_What you have to do_
Write out the passage of the book description for The Promise Girls that runs from "What They Say.....In" up to and including "a new documentary.", word for word.

_Document extract_
[Start of Attachment]
Monday, March 13, 2017

The Promise Girls by Marie Bostwick



What They Say.....In an emotionally rich and captivating new novel, New York Times bestselling author Marie Bostwick reunites three sisters whose deep bond is rooted in an unconventional past.

Every child prodigy grows up eventually. For the Promise sisters, escaping their mother’s narcissism and the notoriety that came with her bestselling book hasn’t been easy. Minerva Promise claimed that her three “test tube” daughters—gifted pianist Joanie, artistic Meg, and storyteller Avery—were engineered and molded to be geniuses. In adulthood, their modest lives fall far short of her grand ambitions. But now, twenty years after the book’s release, she hopes to redeem herself by taking part in a new documentary.

Meg, who hasn’t picked up a paintbrush in years, adamantly refuses to participate, until a car accident leaves her with crushing medical bills. While she recuperates in Seattle, the three sisters reluctantly meet with filmmaker Hal Seeger, another former prodigy. Like them, he’s familiar with the weight of failed potential. But as he digs deeper, he uncovers secrets they’ve hidden from each other—and a revelation that will challenge their beliefs, even as it spurs them to forge their own extraordinary lives at last.
[End of Attachment]
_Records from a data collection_
[Start of Attachment]
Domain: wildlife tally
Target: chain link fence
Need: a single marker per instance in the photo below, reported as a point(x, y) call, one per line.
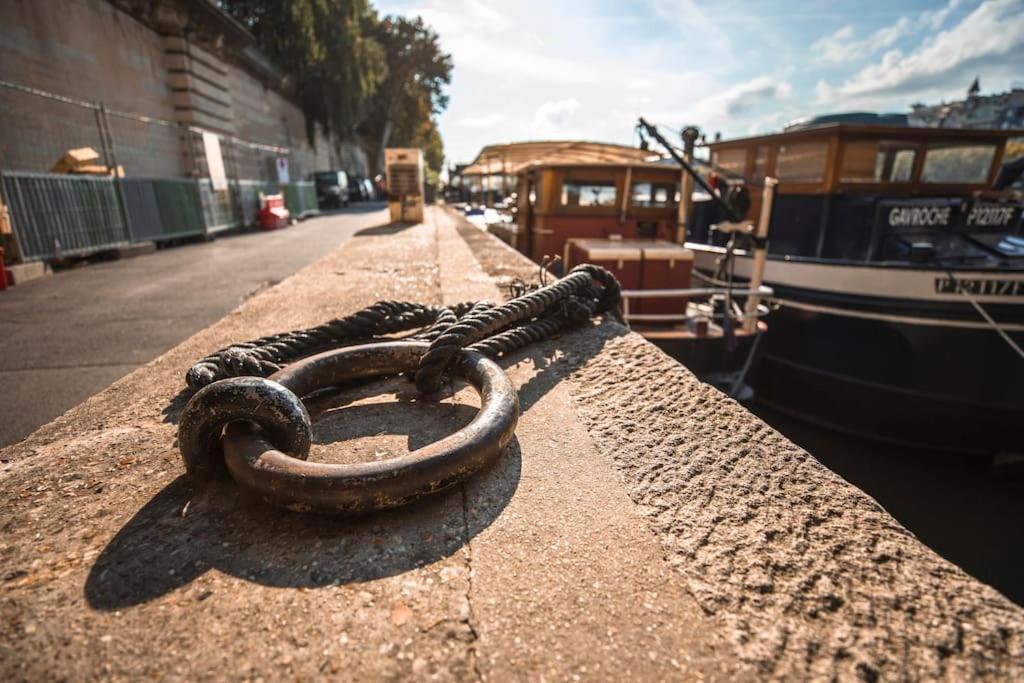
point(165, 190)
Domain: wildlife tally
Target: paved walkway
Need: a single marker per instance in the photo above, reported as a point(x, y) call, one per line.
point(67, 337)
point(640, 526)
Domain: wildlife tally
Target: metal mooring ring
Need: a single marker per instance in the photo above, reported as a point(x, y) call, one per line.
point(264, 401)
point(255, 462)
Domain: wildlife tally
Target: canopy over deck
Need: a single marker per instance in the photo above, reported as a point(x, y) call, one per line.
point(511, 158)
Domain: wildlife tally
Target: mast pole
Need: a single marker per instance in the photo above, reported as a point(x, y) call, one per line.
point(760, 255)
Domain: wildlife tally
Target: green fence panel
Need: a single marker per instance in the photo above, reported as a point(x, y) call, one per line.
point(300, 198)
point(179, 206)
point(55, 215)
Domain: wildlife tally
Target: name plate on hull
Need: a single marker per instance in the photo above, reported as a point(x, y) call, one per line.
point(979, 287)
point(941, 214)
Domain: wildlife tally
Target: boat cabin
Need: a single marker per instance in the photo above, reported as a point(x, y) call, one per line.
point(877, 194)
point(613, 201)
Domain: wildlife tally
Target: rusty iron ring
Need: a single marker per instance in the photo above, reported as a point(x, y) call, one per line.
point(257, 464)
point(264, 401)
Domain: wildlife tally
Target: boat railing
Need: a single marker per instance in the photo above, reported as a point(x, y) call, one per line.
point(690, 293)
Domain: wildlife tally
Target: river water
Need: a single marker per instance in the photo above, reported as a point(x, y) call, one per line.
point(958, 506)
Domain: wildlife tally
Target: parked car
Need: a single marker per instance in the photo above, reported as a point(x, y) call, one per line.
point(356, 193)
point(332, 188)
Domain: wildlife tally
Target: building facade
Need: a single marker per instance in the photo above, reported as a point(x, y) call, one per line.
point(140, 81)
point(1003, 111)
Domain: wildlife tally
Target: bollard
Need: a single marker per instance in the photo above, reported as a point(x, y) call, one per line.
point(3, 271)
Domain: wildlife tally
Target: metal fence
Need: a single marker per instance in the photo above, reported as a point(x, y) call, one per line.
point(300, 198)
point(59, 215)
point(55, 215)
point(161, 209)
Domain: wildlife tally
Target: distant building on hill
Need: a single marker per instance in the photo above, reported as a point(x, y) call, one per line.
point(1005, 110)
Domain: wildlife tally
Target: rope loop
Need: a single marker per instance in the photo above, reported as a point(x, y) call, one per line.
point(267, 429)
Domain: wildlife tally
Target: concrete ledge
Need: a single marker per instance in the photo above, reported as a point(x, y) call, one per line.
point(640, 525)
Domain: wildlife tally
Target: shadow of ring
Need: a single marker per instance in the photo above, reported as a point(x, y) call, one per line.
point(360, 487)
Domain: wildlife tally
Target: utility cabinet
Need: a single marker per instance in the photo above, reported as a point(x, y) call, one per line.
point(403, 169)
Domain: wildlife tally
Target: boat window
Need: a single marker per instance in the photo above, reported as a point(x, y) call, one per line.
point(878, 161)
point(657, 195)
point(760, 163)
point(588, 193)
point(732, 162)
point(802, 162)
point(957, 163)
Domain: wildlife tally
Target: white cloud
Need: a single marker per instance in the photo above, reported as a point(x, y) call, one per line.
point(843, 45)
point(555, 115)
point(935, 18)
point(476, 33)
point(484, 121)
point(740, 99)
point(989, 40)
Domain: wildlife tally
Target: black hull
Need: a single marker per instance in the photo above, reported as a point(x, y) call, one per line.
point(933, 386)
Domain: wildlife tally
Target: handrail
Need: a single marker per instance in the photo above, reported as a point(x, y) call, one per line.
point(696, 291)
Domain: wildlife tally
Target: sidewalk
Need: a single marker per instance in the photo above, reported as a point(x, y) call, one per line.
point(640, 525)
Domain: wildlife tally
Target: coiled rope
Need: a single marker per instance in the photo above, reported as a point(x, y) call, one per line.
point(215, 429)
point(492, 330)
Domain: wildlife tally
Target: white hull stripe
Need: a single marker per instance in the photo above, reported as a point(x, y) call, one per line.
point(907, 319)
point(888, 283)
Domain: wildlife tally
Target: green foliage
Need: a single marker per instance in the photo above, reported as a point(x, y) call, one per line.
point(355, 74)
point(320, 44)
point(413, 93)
[End of Attachment]
_Task response_
What They Say.....In an emotionally rich and captivating new novel, New York Times bestselling author Marie Bostwick reunites three sisters whose deep bond is rooted in an unconventional past.

Every child prodigy grows up eventually. For the Promise sisters, escaping their mother’s narcissism and the notoriety that came with her bestselling book hasn’t been easy. Minerva Promise claimed that her three “test tube” daughters—gifted pianist Joanie, artistic Meg, and storyteller Avery—were engineered and molded to be geniuses. In adulthood, their modest lives fall far short of her grand ambitions. But now, twenty years after the book’s release, she hopes to redeem herself by taking part in a new documentary.